Ketentuan Tugas
(1) Jawablah pertanyaan berikut berdasarkan teks tentang kopi pangku di pantura.
(a) Di kota dan provinsi mana penulis tumbuh besar?
(b) Apa saja yang kini dijual ibu penulis di warungnya?
(c) Dari mana modal yang dipakai ibu penulis untuk membuka warung kopi pangku?
(2) Tuliskan lanjutan teks tentang kopi pangku di pantura, dimulai tepat setelah kalimat terakhirnya.

Penggalan Dokumen

Warung kopi remang, sopir-sopir truk, dan keriuahan malam di jalan raya pantura sudah saya akrabi sejak kecil. Ibu saya adalah seorang penjual kopi pangku yang belakangan jadi obrolan karena film “Pangku” garapan Reza Rahadian. Orang-orang boleh menyebutnya “pekerjaan kotor dan tidak terhormat”. Tapi dari sana lah ibu bisa menyekolahkan saya.
***
Kopi pangku tersebar di sepanjang pantura, dari barat (Indramayu dan sekitarnya) hingga timur (Gresik dan seterusnya). Sementara saya tumbuh di tengah-tengah geliat kopi pangku di jalanan Rembang, Jawa Tengah. Orang-orang sini lebih sering menyebutnya “kopi pangkon”.
Saat ini kopi pangkon di jalanan pantura Rembang memang tak sebergeliat dulu. Walaupun masih ada warung-warung berdinding kayu reyot dan berlampu remang yang buka di antara debu-debu dan deru kendaraan yang melintasi pantura.
Warung ibu saya menjadi satu di antara warung-warung yang masih bertahan. Bedanya, kini ibu—yang sudah berumur 50-an—hanya menjual kopi, gorengan, dan makanan sekadarnya untuk para sopir truk yang ngaso. Tidak ada servis “pangkon” lagi sebagaimana masa-masa silam.
Dandanan menor ibu di jam 5 sore
Ibu sudah membuka warung kopi pangku sejak saya SD. Ia harus mencari nafkah seorang diri usai berpisah dengan bapak.
Awalanya ibu hanya seorang ibu rumah tangga biasa. Ia tak punya keterampilan lebih untuk bekerja. Di masa itu, Rembang juga belum kemasukan banyak industri seperti sekarang.
Akhirnya, ia mencoba membuka warung kopi pangku, mengikuti jejak seorang tetangga. Modalnya dari tanah simbah yang dijual.
Cerita yang saya dapat kemudian, tugas pelayan warung kopi pangku tidak sekadar menyeduh kopi. Tapi juga harus mau dipangku.

Cuplikan Catatan
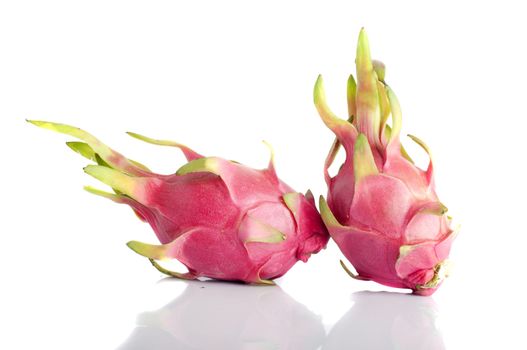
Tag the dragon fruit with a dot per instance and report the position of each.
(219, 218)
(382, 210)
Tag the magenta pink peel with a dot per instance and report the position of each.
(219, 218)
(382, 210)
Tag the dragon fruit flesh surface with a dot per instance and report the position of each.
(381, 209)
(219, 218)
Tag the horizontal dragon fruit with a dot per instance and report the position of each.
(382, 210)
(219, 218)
* * *
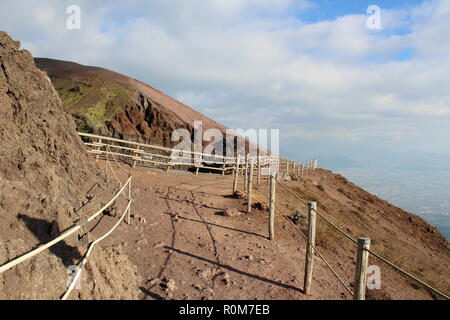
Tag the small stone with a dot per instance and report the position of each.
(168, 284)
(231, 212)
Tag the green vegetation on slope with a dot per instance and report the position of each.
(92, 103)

Jawaban Tugas
(1)
(a) Rembang, Jawa Tengah.
(b) Kopi, gorengan, dan makanan sekadarnya untuk para sopir truk yang beristirahat.
(c) Dari hasil penjualan tanah simbah.

(2)
Bahkan, sering kali juga harus merelakan bagian-bagian tubuh tertentu dipegang-pegang oleh pelanggan—para sopir truk itu. Pantas saja, sejak kecil saya kerap melihat ibu berangkat dengan dandanan menor dan pakaian ketat. Setiap saya tanya mau ke mana, ibu selalu menjawab, “Ibu kerja dulu di warung.”
Ia akan mulai ke warung di jam lima sore. Lalu akan pulang selepas Subuh untuk mengurus rumah. Selama ia di warung, saya di rumah bersama simbah. Sejak ibu dan bapak berpisah, ibu memang tinggal ikut simbah, di sebuah rumah kecil berlantai tanah.
Bilik remang berkasur lusuh
Saya mulai tahu pekerjaan ibu ketika menginjak SMP. Saya pun tahu, kalau warung kopi pangku ternyata punya citra buruk bagi sebagian orang.
Misalnya, ketika perkenalan di kelas dan menyebut “penjaga warung” sebagai profesi ibu, seorang guru lantas mencecar penasaran.
“Warung apa?”
“Warung di pinggir jalan raya.”
“Oh ibumu buka kopi pangkon?”
Saya terdiam. Menunduk. Sementara ruang kelas dipenuhi dengung dan bisik-bisik dari teman-teman sekelas. Sebelum akhirnya si guru tadi mencoba mengalihkan topik.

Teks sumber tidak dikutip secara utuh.